======== INPUT

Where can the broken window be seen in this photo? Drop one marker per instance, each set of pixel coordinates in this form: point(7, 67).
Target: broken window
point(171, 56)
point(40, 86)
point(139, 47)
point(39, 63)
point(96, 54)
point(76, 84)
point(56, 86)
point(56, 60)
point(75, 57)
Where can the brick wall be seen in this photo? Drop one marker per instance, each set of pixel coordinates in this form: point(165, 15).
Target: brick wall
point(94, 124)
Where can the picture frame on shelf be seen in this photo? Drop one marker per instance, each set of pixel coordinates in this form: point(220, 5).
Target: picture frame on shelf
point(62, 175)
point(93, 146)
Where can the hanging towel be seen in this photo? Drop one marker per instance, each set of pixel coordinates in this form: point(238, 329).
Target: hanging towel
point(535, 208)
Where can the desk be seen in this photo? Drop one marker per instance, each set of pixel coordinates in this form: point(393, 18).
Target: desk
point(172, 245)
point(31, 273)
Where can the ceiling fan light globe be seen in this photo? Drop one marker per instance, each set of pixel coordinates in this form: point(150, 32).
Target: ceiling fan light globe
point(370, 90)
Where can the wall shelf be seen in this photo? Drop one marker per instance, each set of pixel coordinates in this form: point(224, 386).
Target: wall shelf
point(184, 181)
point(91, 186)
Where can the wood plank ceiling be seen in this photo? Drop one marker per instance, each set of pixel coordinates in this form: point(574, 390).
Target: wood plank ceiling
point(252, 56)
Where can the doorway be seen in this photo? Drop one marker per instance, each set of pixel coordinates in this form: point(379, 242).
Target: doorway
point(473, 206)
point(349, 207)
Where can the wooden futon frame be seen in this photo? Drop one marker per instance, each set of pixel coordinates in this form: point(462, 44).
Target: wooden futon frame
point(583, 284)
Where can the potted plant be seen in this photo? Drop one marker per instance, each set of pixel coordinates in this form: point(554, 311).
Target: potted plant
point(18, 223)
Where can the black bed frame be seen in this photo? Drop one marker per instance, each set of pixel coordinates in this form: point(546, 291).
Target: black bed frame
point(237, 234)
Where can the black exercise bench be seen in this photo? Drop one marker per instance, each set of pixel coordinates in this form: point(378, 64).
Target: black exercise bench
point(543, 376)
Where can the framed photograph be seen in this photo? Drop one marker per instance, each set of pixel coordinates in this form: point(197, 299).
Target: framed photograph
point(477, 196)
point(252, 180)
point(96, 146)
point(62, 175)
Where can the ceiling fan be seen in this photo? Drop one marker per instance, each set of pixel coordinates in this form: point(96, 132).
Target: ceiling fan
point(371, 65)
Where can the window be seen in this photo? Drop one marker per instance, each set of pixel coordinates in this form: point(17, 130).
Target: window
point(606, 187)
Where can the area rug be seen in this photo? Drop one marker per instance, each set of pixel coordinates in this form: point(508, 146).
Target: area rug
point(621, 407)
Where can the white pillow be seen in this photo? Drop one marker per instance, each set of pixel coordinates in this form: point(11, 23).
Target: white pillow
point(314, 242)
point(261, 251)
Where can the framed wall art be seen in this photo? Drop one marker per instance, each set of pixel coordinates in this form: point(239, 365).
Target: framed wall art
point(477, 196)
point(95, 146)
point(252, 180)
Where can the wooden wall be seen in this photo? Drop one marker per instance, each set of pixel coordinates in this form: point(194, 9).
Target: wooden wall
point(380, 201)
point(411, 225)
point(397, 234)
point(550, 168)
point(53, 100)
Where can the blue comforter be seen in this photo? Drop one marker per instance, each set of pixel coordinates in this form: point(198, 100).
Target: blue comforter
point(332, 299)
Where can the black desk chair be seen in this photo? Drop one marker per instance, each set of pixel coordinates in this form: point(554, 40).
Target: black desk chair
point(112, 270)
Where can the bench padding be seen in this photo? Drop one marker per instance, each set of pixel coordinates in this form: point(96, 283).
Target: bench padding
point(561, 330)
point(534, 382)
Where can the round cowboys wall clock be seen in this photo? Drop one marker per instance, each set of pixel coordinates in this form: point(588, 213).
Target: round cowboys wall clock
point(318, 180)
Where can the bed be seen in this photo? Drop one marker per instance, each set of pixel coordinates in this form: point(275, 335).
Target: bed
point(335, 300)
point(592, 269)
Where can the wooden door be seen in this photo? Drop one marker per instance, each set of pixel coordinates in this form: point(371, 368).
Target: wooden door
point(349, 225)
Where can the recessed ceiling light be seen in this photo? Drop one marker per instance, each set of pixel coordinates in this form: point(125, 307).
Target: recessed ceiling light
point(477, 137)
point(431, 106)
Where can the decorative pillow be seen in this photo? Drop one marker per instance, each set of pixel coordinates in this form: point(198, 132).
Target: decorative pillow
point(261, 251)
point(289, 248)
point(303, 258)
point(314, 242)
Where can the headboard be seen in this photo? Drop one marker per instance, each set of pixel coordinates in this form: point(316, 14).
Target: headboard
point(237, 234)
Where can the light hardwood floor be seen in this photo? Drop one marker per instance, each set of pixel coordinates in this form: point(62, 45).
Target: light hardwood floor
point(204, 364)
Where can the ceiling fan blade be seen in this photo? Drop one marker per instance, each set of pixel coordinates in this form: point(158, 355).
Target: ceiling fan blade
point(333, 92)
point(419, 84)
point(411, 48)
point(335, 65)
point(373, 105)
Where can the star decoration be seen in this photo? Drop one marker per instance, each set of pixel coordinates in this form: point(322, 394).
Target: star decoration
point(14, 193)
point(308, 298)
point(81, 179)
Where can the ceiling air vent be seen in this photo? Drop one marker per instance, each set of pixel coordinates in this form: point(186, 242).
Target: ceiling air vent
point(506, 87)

================

* _YOUR GOAL_: Convert every line of the material above into a JSON list of strings, one string per line, and leave out any blank lines.

* _SOLUTION TO THIS PROBLEM_:
[
  "Where can the broken window be seen in this photo? Drop one marker per instance, each set of pixel coordinates in this form: point(7, 67).",
  "Target: broken window",
  "point(171, 56)",
  "point(40, 86)",
  "point(139, 47)",
  "point(39, 63)",
  "point(96, 54)",
  "point(76, 84)",
  "point(56, 86)",
  "point(56, 60)",
  "point(75, 57)",
  "Where can the brick wall be seen in this photo? Drop one marker per instance, each set of pixel coordinates in this form: point(165, 15).",
  "Target: brick wall",
  "point(94, 124)",
  "Where can the picture frame on shelf be seen in this photo? Drop one marker per instance, each set of pixel coordinates in this form: point(220, 5).",
  "Target: picture frame on shelf",
  "point(62, 175)",
  "point(93, 146)",
  "Where can the hanging towel be seen in this photo? Drop one marker per instance, each set of pixel coordinates in this form: point(238, 329).",
  "Target: hanging towel",
  "point(535, 208)",
  "Where can the desk be seen in this photo? Drop one marker per instance, each set of pixel coordinates in this form: point(393, 18).",
  "Target: desk",
  "point(172, 245)",
  "point(31, 273)",
  "Where can the ceiling fan light globe be seen in this photo? Drop one marker per instance, each set of pixel coordinates in this form: point(150, 32).",
  "Target: ceiling fan light globe",
  "point(370, 90)",
  "Where can the wall shelf be seen in this photo? Drop one marker per instance, each set of pixel coordinates in this form: point(224, 386).",
  "Target: wall shelf",
  "point(184, 181)",
  "point(91, 186)",
  "Where can the wood plank ceiling be seen in this photo? Drop one marker per instance, each set of pixel coordinates in this form: point(574, 390).",
  "Target: wood plank ceiling",
  "point(252, 56)",
  "Where can the doorway be seen in this photo? Drop one marker per instance, each set of pixel coordinates in this form: point(379, 242).",
  "Target: doorway",
  "point(473, 206)",
  "point(349, 207)",
  "Where can the wooden futon frame be seen in this photo? Drop one marker per instance, each set of pixel coordinates in this form: point(462, 44).",
  "Target: wooden futon frame",
  "point(583, 284)",
  "Where can the potted plant be seen in this photo? Drop one marker per instance, each set of pixel coordinates in this form: point(554, 311).",
  "Target: potted plant",
  "point(18, 223)",
  "Where can the black bed frame be seen in this photo? Drop one marker per instance, each set of pixel coordinates in this form: point(546, 291).",
  "Target: black bed frame",
  "point(237, 234)",
  "Where can the black exercise bench be seen in this photo? Drop one marker per instance, each set of pixel coordinates in this form: point(378, 64).",
  "Target: black exercise bench",
  "point(543, 376)",
  "Where can the framed photograph be seen in this photo? Drop one marker per instance, each set of pixel coordinates in this form: point(197, 299).",
  "Target: framed photograph",
  "point(477, 196)",
  "point(252, 180)",
  "point(96, 146)",
  "point(62, 175)",
  "Where can the ceiling fan be seen in this photo? Drop one marker per instance, each set of pixel coordinates in this form: point(96, 132).",
  "Target: ceiling fan",
  "point(371, 65)",
  "Where can the window be seen in this photo? Drop one marker per instance, each set of pixel coordinates in this form: point(17, 130).",
  "Target: window",
  "point(606, 187)",
  "Where can the area rug be seen in this photo? Drop one marker per instance, each set of pixel coordinates in this form: point(508, 146).",
  "Target: area rug",
  "point(621, 407)",
  "Where can the white pillow be seen in this photo? Drop one marker per instance, each set of pixel coordinates in this form: point(11, 23).",
  "Target: white pillow",
  "point(314, 242)",
  "point(261, 251)",
  "Where can the framed wall art be seen in this photo? Drop one marker per instance, each set of pixel coordinates in this form: point(239, 365).",
  "Target: framed wall art",
  "point(477, 196)",
  "point(95, 146)",
  "point(252, 180)",
  "Where can the wooden wall be seen in this photo? Drop one marker per instance, each set of pixel coordinates in this form: point(194, 9).",
  "Target: wooden wall",
  "point(380, 201)",
  "point(411, 225)",
  "point(397, 234)",
  "point(550, 168)",
  "point(53, 100)",
  "Where can the blue comforter be seen in this photo? Drop one marker per instance, each set of pixel coordinates in this form: point(198, 100).",
  "Target: blue comforter",
  "point(332, 299)",
  "Where can the black desk chair be seen in this photo? Drop one marker per instance, each set of pixel coordinates in this form: point(554, 40).",
  "Target: black desk chair",
  "point(112, 270)",
  "Where can the bench padding be seen in this photo? Drop one marker per instance, each set of pixel coordinates in this form: point(96, 283).",
  "Target: bench padding",
  "point(561, 330)",
  "point(534, 382)",
  "Where can the round cowboys wall clock be seen in this photo? Drop one marker per instance, each set of pixel coordinates in this form: point(588, 213).",
  "Target: round cowboys wall clock",
  "point(318, 180)",
  "Where can the bed be seen in this photo? Drop one marker per instance, each set of pixel coordinates in this form: point(275, 335).",
  "Target: bed",
  "point(335, 300)",
  "point(592, 269)",
  "Where can the wooden door be seen in this photo? Drop one marker per instance, each set of pixel coordinates in this form: point(371, 368).",
  "Target: wooden door",
  "point(349, 225)",
  "Where can the recessed ceiling light be seen in this photo? Drop one marker per instance, each set of pixel coordinates in this form: point(125, 307).",
  "Target: recessed ceiling light",
  "point(477, 137)",
  "point(431, 106)",
  "Where can the decorative pillow be seen in this photo? Drop one marker per instance, each set of pixel coordinates in this form: point(198, 132).",
  "Target: decorative pillow",
  "point(261, 251)",
  "point(289, 248)",
  "point(303, 258)",
  "point(314, 242)",
  "Where can the headboard be seen in this photo? Drop one marker per instance, each set of pixel coordinates in this form: point(316, 14).",
  "Target: headboard",
  "point(237, 234)",
  "Where can the light hardwood floor be seen in this photo? Drop one marker per instance, each set of pixel coordinates in this form: point(62, 45).",
  "Target: light hardwood floor",
  "point(204, 364)",
  "Where can the ceiling fan blade be seen in this photo? Drop one marker per instance, each set of pixel coordinates in this form: point(158, 355).",
  "Target: ceiling fan blade",
  "point(333, 92)",
  "point(419, 84)",
  "point(411, 48)",
  "point(335, 65)",
  "point(373, 105)",
  "Where can the star decoration be seen in this photo? Drop one marker per instance, each set of pixel coordinates in this form: point(322, 394).",
  "Target: star decoration",
  "point(14, 193)",
  "point(308, 298)",
  "point(81, 179)",
  "Where can the ceiling air vent be seen in this photo? Drop one marker per instance, each set of pixel coordinates in this form: point(186, 242).",
  "Target: ceiling air vent",
  "point(506, 87)"
]